▸ **What you need to do**: Take each line of the data that contains the string "window" and copy it.

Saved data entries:
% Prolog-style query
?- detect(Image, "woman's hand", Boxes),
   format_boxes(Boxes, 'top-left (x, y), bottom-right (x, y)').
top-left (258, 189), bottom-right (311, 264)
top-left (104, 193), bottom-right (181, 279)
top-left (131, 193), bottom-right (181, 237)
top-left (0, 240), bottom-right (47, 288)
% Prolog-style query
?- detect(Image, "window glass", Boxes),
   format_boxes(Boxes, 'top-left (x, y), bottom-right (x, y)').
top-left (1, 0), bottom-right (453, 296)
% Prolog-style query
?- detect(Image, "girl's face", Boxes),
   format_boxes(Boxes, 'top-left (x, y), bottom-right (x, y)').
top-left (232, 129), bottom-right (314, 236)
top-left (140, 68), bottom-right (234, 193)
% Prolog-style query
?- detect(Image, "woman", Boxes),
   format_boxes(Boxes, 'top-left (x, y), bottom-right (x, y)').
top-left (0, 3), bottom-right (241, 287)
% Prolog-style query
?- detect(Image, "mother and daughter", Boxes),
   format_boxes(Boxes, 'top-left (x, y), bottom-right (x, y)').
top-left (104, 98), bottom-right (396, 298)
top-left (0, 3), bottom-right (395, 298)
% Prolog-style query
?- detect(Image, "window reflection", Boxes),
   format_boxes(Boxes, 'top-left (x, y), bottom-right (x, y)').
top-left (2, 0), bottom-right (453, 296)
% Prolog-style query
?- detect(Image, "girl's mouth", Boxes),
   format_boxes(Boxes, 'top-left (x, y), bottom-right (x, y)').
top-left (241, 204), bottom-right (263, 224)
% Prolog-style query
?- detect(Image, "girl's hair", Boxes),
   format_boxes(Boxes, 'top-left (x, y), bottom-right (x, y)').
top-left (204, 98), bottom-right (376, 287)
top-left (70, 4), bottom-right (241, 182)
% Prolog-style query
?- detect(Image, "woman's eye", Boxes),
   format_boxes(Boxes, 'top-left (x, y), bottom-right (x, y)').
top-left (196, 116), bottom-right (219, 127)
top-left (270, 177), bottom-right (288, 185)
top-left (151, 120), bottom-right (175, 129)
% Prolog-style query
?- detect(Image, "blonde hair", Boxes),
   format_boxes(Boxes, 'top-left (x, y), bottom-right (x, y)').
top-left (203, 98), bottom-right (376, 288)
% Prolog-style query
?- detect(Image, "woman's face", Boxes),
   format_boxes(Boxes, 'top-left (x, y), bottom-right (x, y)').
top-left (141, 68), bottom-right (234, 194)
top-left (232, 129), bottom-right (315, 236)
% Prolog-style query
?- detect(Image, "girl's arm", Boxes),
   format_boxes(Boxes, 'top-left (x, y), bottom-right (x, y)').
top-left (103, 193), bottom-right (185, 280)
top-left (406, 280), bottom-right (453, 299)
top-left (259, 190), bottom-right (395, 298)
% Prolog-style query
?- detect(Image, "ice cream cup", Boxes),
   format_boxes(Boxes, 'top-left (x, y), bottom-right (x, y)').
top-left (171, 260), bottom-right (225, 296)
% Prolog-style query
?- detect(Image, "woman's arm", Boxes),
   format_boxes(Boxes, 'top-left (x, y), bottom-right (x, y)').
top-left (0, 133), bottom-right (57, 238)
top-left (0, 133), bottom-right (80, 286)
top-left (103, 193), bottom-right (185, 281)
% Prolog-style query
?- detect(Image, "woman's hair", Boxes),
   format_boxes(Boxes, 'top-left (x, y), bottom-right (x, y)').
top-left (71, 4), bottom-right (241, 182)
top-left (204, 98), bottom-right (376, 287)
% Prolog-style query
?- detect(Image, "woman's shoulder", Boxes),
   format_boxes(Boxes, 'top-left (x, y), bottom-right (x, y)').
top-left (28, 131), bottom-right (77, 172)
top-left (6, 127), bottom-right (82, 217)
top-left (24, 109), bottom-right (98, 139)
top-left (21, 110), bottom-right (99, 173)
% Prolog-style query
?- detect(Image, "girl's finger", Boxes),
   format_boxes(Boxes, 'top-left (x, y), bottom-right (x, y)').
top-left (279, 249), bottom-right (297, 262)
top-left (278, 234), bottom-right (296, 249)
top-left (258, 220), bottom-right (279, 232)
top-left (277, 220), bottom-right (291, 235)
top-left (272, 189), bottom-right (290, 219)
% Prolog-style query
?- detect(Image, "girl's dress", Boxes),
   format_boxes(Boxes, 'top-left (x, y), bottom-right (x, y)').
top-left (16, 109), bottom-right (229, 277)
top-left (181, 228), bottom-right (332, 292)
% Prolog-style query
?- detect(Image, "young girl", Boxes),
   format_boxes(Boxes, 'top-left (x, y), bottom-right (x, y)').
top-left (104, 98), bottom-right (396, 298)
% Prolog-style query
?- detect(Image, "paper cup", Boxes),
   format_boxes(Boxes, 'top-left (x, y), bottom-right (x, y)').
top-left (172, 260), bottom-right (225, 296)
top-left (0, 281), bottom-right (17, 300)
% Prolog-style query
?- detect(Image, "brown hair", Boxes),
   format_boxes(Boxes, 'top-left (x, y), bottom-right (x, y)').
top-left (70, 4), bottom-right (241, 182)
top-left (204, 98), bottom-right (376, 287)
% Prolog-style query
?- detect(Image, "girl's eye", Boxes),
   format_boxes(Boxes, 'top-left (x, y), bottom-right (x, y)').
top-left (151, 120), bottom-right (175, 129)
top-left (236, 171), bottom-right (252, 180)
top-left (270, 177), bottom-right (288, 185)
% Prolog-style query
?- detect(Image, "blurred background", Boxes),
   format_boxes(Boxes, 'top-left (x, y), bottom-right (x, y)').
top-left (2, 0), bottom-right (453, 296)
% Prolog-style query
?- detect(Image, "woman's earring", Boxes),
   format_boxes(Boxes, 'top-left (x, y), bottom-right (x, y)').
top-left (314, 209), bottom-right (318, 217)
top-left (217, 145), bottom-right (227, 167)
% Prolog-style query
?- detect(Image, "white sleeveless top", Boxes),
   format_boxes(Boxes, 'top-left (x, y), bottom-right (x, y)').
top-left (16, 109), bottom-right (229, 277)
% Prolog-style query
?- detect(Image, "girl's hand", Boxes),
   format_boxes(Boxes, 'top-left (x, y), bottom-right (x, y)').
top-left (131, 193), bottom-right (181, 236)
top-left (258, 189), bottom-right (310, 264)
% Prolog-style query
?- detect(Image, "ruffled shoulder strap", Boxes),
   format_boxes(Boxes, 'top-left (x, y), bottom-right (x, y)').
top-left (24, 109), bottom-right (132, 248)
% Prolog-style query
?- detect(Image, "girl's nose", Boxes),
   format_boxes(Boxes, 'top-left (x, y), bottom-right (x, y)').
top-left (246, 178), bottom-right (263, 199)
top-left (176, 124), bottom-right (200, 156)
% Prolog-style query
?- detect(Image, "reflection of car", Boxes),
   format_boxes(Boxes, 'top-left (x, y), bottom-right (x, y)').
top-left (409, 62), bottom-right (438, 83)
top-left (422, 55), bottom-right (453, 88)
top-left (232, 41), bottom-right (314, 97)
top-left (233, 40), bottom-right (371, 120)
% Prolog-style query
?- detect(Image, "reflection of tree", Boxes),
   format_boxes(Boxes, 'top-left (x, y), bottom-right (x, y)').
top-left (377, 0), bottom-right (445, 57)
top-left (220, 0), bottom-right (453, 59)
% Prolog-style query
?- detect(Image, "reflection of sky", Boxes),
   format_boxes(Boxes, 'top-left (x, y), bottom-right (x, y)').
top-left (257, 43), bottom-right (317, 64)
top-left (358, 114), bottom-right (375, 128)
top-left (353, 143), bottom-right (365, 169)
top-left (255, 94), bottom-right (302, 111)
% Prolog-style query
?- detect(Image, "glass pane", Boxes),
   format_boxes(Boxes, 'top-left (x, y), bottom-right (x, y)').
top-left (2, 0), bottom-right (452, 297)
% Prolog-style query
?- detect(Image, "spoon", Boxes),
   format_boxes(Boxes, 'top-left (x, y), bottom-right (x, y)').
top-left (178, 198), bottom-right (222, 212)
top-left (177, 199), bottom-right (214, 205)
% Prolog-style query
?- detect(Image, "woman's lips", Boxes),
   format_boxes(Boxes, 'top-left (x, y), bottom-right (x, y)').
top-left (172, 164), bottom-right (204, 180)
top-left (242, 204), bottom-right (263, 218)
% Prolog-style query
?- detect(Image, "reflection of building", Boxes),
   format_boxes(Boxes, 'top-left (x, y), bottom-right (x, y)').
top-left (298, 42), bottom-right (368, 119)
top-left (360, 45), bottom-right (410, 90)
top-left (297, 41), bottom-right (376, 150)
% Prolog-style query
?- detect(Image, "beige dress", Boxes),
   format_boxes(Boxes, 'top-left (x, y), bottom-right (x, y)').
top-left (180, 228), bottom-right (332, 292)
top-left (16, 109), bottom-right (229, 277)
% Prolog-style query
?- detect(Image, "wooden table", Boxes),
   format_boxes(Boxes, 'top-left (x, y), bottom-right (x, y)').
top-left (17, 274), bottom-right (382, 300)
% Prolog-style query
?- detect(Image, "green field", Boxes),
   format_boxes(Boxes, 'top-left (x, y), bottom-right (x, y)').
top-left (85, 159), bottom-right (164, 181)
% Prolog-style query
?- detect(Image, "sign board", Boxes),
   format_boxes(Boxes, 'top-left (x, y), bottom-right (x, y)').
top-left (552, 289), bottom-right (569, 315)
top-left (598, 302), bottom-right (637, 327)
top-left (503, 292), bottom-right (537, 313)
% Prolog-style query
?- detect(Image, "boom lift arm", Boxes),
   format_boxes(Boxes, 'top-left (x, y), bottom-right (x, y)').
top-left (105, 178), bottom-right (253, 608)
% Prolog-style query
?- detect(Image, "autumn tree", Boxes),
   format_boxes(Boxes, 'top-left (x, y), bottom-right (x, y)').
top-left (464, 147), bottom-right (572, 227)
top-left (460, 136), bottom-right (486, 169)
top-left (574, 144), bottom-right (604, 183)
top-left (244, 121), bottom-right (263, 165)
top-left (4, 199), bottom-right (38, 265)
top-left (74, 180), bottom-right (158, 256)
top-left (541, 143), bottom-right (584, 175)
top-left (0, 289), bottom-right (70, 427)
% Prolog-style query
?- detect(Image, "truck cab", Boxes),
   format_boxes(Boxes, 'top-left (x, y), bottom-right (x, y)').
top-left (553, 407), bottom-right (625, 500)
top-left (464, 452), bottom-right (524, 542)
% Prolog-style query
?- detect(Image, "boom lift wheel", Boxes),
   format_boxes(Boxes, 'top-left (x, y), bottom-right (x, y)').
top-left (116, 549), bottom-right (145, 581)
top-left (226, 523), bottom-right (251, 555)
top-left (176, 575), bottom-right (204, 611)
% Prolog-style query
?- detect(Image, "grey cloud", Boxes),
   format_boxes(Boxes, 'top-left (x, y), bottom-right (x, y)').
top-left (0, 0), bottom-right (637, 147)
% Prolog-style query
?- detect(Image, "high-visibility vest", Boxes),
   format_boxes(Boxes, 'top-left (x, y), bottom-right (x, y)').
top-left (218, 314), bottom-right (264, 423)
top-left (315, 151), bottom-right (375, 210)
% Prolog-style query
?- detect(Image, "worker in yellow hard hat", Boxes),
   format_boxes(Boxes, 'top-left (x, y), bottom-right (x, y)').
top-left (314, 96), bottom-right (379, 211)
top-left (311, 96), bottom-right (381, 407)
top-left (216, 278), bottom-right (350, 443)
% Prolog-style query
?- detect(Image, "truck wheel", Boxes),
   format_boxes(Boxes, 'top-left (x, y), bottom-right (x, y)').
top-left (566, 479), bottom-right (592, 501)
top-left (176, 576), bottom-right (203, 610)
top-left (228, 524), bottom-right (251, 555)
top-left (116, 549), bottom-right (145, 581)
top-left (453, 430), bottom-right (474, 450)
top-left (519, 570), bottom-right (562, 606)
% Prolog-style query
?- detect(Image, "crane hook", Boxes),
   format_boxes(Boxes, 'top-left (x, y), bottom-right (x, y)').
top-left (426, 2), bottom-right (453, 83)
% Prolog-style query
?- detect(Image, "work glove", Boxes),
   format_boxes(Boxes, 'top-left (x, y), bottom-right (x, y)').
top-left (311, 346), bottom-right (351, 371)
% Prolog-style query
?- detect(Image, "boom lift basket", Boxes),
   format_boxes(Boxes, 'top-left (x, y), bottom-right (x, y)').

▸ **Solution for this task**:
?- detect(Image, "window glass", Boxes),
?- detect(Image, "window reflection", Boxes),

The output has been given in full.